On Thu, Jun 20, 2013 at 11:54 AM, Tecno Brain
<cerebrotecnologico@gmail.com>wrote:

> OK, I'll go back to my original question ( although this time I know what
> tools I'm using).
>
> I am using Pig + ElephantBird.
>
> I have JSON documents with the following structure:
> {
>      g : "some-group-identifier",
>      sg: "some-subgroup-identifier",
>      j      : "some-job-identifier",
>      page     : 23,
>      ... // other fields omitted
>      important-data : [
>          {
>            f1  : "abc",
>            f2  : "a",
>            f3  : "/"
>            ...
>          },
>          ...
>          {
>            f1 : "xyz",
>            f2  : "q",
>            f3  : "/",
>            ...
>          },
>      ]
>     ... // other fields omitted
> }
>
> I want Pig to GENERATE a tuple for each element on the "important-data"
> array attribute. For the example above, I would like to generate:
>
> ( "some-group-identifier" , "some-subgroup-identifier", 23, "abc", "a",
> "/" )
> ( "some-group-identifier" , "some-subgroup-identifier", 23, "xyz", "q",
> "/" )

* * * * * * * * *

* Exercise requirements:
**1.** Which lines of the records contain the string "background"? Copy each such line, treating case as significant.
**2.** Pick up the mailing-list message about generating Pig tuples from a nested JSON array and keep writing from the point where it stops.

* * * * * * * * *

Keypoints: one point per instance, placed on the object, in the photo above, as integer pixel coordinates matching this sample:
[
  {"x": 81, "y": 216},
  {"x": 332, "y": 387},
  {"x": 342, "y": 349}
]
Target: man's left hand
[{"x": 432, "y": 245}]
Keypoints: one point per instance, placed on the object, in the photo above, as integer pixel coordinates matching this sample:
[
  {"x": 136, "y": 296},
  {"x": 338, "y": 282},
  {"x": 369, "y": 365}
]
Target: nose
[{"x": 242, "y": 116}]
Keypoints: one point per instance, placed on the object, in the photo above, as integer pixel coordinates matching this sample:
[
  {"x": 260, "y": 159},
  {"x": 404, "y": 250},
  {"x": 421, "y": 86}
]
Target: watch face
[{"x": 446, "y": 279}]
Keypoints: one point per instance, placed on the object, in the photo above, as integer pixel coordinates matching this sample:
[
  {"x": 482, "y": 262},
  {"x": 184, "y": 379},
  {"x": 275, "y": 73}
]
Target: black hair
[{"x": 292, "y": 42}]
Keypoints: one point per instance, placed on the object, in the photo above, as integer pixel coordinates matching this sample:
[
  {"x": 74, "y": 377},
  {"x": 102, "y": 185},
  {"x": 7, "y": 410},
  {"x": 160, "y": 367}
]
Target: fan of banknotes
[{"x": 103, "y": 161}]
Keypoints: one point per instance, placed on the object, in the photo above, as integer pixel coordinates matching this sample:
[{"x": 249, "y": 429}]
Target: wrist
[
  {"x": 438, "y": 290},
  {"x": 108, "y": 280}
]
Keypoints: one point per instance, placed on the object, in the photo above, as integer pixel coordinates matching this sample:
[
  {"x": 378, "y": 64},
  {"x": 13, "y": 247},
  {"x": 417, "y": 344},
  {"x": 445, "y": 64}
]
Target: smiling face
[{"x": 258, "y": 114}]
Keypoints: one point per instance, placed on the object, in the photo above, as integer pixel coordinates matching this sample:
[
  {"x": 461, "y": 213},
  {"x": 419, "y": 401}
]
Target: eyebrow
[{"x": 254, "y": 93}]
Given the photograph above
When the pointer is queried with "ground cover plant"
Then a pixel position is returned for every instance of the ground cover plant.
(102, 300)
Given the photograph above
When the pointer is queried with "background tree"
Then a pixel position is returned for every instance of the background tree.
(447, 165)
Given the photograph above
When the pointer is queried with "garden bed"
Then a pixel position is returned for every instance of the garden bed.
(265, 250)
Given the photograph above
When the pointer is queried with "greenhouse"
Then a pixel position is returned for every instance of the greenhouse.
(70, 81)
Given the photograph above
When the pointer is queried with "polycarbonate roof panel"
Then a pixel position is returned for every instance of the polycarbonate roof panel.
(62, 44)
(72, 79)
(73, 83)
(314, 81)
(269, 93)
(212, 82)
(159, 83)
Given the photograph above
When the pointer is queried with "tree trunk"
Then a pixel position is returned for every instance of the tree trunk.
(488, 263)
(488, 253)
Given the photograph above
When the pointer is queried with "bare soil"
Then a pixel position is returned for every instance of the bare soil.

* * * * * * * * *

* Answers by task:
**1.**
When the pointer is queried with "background tree"
Then a pixel position is returned for every instance of the background tree.

**2.**
>
> This is what I have tried:
>
> doc = LOAD '/example.json' USING
>      com.twitter.elephantbird.pig.load.JsonLoader('-nestedLoad') as
> (json:map[]);
> flat = FOREACH doc  GENERATE  (chararray)json#'gr' as g, (long)json#'sg'
> as sg,  FLATTEN( json#'important-data') ;
> DUMP flat;
>
> but that produces:
>
> ( "some-group-identifier" , "some-subgroup-identifier", 23, [ f1#abc,
> f2#a, f3#/ ] )
> ( "some-group-identifier" , "some-subgroup-identifier", 23, [ f1#xyz,
> f2#q, f3#/ ] )
>
> Close, but not exactly what I want.
>
> Do I require to use ProtoBuf ?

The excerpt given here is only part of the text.